### EXCERPTED PASSAGE

____________

We also know that China doesn't have a problem with stealing trade secrets if it means closing a technological gap sooner. Earlier we reported that a former ASML employee accused of stealing trade secrets for advanced lithography equipment was now suspected of spying for the Chinese government. Another former ASML employee is wanted for allegedly funneling trade secrets from the US to China.
China already has a foothold. Brazil, like many countries, is already reliant on Chinese technology — particularly networking equipment from Huawei used in its 4G and 5G networks. The US has pressured its allies to pull equipment from their networks, citing national security concerns that Huawei's ties to the Chinese government leave them vulnerable to remote espionage or sabotage, and Brazil is no exception.
While countries like Germany are weighing the very costly prospect of ripping and replacing nearly 60 percent of all 5G network equipment deployed in the country, Brazil has already rebuffed the US.
Under former President Jair Bolsonaro, Brazil briefly considered joining US efforts, but abandoned the plan after carriers complained about competing vendor's higher equipment prices.
It appears that a similar line of logic is being employed by Lula's administration. "I cannot condition where I am going to buy a chip, or something else, to these values. In fact, the chip is not impregnated with these values, it's value free," Amorim told Reuters.
In other words, the country isn't going to decide whether to invest in or buy chips from one country over the other, based on some perception of good or evil, or as Amorim put it: "International communism or the war of democracies against autocracies."
(We're also reminded of the time Brazil led a charge to remake the internet in the wake of Ed Snowden's revelations of American-British online surveillance.)
Is the US driving others into China's arms
While Lula has yet to pen any concrete deals that would irrevocably align his administration with China, it appears the current trajectory of the trade war is spiraling toward that conclusion.

____________

### RECORD EXCERPTS
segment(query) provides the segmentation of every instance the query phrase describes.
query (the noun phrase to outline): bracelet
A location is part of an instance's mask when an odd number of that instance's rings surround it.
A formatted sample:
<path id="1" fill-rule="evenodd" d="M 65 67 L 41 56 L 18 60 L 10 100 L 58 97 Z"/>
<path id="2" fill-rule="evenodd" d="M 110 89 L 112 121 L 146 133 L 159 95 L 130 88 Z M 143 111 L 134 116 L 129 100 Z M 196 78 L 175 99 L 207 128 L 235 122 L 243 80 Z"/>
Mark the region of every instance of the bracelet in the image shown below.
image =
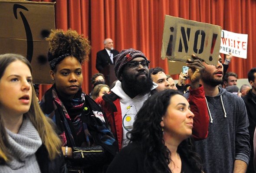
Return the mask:
<path id="1" fill-rule="evenodd" d="M 225 59 L 225 61 L 226 61 L 227 62 L 228 62 L 228 63 L 230 62 L 230 60 L 228 60 L 226 59 Z"/>
<path id="2" fill-rule="evenodd" d="M 66 146 L 66 149 L 65 150 L 65 157 L 68 157 L 68 146 Z"/>

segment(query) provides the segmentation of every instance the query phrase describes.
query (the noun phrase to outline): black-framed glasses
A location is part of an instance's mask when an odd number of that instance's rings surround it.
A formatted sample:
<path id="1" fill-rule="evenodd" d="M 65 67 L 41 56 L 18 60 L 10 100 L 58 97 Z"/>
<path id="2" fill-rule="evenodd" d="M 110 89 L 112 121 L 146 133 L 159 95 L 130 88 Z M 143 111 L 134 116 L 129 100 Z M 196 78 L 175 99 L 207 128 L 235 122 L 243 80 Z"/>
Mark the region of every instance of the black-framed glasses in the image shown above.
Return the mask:
<path id="1" fill-rule="evenodd" d="M 150 63 L 150 61 L 145 60 L 141 62 L 138 62 L 136 61 L 134 61 L 127 63 L 127 65 L 130 65 L 130 67 L 131 67 L 131 68 L 132 69 L 134 70 L 136 70 L 136 69 L 138 69 L 138 68 L 139 68 L 139 65 L 140 65 L 140 64 L 142 65 L 142 67 L 143 67 L 143 68 L 148 68 L 148 67 L 149 66 Z"/>

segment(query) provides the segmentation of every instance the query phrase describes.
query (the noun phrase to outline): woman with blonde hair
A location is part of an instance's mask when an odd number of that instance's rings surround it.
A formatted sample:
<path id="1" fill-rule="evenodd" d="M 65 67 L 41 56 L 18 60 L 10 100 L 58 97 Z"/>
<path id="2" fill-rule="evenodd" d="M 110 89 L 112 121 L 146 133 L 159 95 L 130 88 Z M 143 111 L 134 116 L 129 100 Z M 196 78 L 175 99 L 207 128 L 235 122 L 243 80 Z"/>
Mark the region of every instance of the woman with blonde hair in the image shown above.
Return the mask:
<path id="1" fill-rule="evenodd" d="M 95 100 L 98 97 L 103 95 L 106 93 L 108 93 L 110 91 L 109 87 L 105 84 L 98 84 L 94 87 L 92 90 L 92 98 Z"/>
<path id="2" fill-rule="evenodd" d="M 74 30 L 52 30 L 48 62 L 54 84 L 40 106 L 56 123 L 70 172 L 102 172 L 117 150 L 101 107 L 82 90 L 82 64 L 90 42 Z M 72 172 L 71 172 L 72 171 Z"/>
<path id="3" fill-rule="evenodd" d="M 31 73 L 23 56 L 0 55 L 0 172 L 67 172 L 61 142 L 40 108 Z"/>

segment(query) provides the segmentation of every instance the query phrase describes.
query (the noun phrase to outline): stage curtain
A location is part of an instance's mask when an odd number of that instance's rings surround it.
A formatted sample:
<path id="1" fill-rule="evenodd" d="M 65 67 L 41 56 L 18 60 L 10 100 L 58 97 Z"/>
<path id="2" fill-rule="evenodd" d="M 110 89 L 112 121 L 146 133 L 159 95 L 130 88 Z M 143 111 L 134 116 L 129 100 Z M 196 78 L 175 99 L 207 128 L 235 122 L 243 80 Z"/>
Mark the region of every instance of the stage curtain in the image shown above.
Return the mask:
<path id="1" fill-rule="evenodd" d="M 40 1 L 40 0 L 35 0 Z M 43 0 L 41 1 L 54 2 Z M 168 72 L 167 60 L 161 59 L 164 15 L 220 26 L 222 29 L 248 34 L 247 59 L 234 57 L 228 71 L 247 78 L 256 60 L 256 1 L 255 0 L 56 0 L 56 29 L 71 28 L 91 41 L 90 60 L 83 65 L 83 91 L 91 91 L 91 78 L 98 71 L 96 54 L 104 49 L 103 41 L 112 38 L 119 52 L 133 48 Z M 225 55 L 221 55 L 223 58 Z M 173 76 L 178 79 L 178 75 Z M 40 86 L 39 98 L 50 85 Z"/>

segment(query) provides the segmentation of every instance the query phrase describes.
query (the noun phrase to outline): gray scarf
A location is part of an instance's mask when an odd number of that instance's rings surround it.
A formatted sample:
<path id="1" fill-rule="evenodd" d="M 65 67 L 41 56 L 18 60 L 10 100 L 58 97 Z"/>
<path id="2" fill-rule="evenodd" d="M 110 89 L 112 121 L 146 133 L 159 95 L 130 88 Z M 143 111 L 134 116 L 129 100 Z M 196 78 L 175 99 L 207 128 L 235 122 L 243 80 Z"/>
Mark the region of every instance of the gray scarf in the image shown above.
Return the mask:
<path id="1" fill-rule="evenodd" d="M 40 173 L 35 153 L 42 142 L 37 131 L 30 119 L 23 116 L 17 134 L 6 129 L 9 140 L 9 151 L 12 160 L 0 166 L 0 172 Z"/>

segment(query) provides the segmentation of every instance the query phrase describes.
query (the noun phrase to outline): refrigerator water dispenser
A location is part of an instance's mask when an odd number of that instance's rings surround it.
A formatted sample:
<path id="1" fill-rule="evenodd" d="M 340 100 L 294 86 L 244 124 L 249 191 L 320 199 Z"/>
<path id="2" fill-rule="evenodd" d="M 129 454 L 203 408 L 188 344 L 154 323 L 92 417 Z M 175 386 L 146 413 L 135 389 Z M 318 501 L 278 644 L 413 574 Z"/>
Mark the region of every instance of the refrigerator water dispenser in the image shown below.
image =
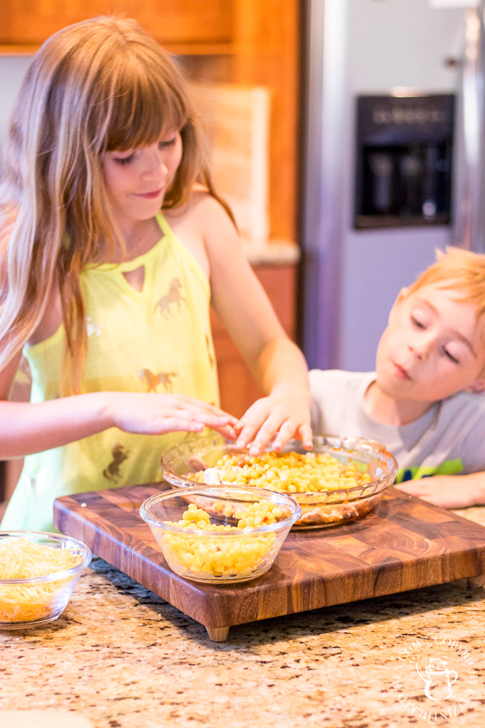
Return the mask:
<path id="1" fill-rule="evenodd" d="M 449 224 L 454 95 L 356 103 L 354 227 Z"/>

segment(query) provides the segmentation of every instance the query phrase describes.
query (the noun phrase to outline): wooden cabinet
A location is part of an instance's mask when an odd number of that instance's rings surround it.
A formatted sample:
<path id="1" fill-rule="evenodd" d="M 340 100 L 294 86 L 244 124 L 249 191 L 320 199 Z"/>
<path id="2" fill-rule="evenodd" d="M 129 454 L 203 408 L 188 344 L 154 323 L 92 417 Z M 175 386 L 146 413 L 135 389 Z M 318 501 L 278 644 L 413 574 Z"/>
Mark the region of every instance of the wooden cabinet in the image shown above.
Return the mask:
<path id="1" fill-rule="evenodd" d="M 254 272 L 268 293 L 283 328 L 290 339 L 294 339 L 296 265 L 260 265 L 254 266 Z M 249 405 L 263 396 L 263 393 L 236 344 L 213 312 L 212 325 L 217 360 L 221 406 L 231 414 L 240 417 Z"/>
<path id="2" fill-rule="evenodd" d="M 3 0 L 0 43 L 40 45 L 65 25 L 103 15 L 136 17 L 169 46 L 219 44 L 223 50 L 231 41 L 232 0 Z"/>

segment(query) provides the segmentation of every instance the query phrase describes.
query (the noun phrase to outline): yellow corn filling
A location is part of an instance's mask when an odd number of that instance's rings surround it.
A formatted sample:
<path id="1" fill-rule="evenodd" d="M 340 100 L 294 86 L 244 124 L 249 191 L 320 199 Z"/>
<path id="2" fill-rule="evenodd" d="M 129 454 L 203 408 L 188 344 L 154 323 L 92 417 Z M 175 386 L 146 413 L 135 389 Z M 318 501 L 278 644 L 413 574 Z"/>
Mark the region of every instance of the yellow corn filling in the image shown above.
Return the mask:
<path id="1" fill-rule="evenodd" d="M 308 493 L 355 488 L 370 482 L 368 472 L 329 453 L 265 452 L 252 457 L 224 455 L 214 466 L 221 483 L 265 488 L 279 493 Z M 189 476 L 204 480 L 204 470 Z"/>
<path id="2" fill-rule="evenodd" d="M 223 504 L 215 504 L 215 510 L 223 511 Z M 188 531 L 187 536 L 164 533 L 161 537 L 164 555 L 175 570 L 192 574 L 212 574 L 215 577 L 246 576 L 257 570 L 271 555 L 277 540 L 274 533 L 258 536 L 248 535 L 231 539 L 204 537 L 201 531 L 235 531 L 249 530 L 268 523 L 276 523 L 281 519 L 281 510 L 270 501 L 260 501 L 236 511 L 237 526 L 211 523 L 209 513 L 191 503 L 184 512 L 180 521 L 165 521 Z"/>

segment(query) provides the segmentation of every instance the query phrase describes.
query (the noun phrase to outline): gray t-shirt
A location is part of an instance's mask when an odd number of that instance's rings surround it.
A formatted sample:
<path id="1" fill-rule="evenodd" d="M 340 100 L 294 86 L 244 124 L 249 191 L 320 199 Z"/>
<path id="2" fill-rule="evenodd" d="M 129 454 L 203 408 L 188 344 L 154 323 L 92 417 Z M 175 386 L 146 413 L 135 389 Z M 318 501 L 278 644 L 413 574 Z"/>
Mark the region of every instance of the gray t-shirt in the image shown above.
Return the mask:
<path id="1" fill-rule="evenodd" d="M 374 372 L 310 371 L 313 432 L 382 443 L 398 461 L 398 483 L 485 470 L 485 395 L 459 392 L 414 422 L 383 424 L 364 411 L 364 395 L 374 379 Z"/>

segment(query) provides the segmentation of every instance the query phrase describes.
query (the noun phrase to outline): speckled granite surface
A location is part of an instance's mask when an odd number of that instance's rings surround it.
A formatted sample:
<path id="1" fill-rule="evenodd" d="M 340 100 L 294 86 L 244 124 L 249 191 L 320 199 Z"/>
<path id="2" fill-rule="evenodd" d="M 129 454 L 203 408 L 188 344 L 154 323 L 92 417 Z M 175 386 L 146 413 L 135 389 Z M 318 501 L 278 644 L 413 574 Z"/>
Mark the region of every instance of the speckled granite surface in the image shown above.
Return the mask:
<path id="1" fill-rule="evenodd" d="M 485 523 L 485 509 L 460 513 Z M 0 711 L 72 710 L 96 728 L 483 728 L 484 609 L 482 589 L 445 585 L 215 643 L 95 560 L 57 622 L 0 632 Z"/>

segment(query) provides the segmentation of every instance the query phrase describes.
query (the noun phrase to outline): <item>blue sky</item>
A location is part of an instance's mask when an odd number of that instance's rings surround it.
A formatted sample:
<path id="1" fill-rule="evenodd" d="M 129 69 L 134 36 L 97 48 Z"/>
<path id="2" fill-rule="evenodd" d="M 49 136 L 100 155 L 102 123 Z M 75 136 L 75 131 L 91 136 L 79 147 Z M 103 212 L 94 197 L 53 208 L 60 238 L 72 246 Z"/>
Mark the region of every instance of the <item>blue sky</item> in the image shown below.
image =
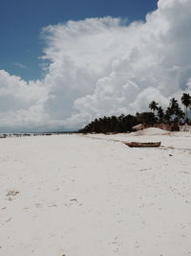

____________

### WORK INSTRUCTIONS
1. Copy the article on Brazil and Chinese technology word for word, between "In other words, the" and "toward that conclusion.", inclusive.
2. Continue the article on Brazil and Chinese technology after its last sentence.
The material is separate from the article on Brazil and Chinese technology.

### OUTPUTS IN ORDER
1.
In other words, the country isn't going to decide whether to invest in or buy chips from one country over the other, based on some perception of good or evil, or as Amorim put it: "International communism or the war of democracies against autocracies."
(We're also reminded of the time Brazil led a charge to remake the internet in the wake of Ed Snowden's revelations of American-British online surveillance.)
Is the US driving others into China's arms
While Lula has yet to pen any concrete deals that would irrevocably align his administration with China, it appears the current trajectory of the trade war is spiraling toward that conclusion.

2.
The world's largest economies are desperately trying to secure their semiconductor supply chains, and Lula among others sees an opportunity to lift his country up by joining in this effort. And if not Brazil, there are loads of other nations friendly to China that are hungry for a means to grow their economies on the back of technology.
"You are seeing countries, whether because of opportunity, or because of the fact that they're dependent on another nation choosing a side," Morales said.
The question is whether US efforts to discourage cooperation with China could have the opposite effect.
We've already seen the US toe this line with South Korea, when Uncle Sam's Commerce Department announced that recipients of the CHIPS and Science funding would have to promise not to expand their presence in or association with China for a period of ten years. This was a point of contention for South Korean leaders as Samsung and SK hynix, among the country's largest employers, operate massive facilities in China or are in the process of acquiring them. South Korean leaders and chipmakers are still grappling with all of the red tape.
For all the work the US has done to sway its allies in Asia-Pacific and Europe to combat China's growth, Morales notes Beijing has been investing heavily in emerging regions for a long time.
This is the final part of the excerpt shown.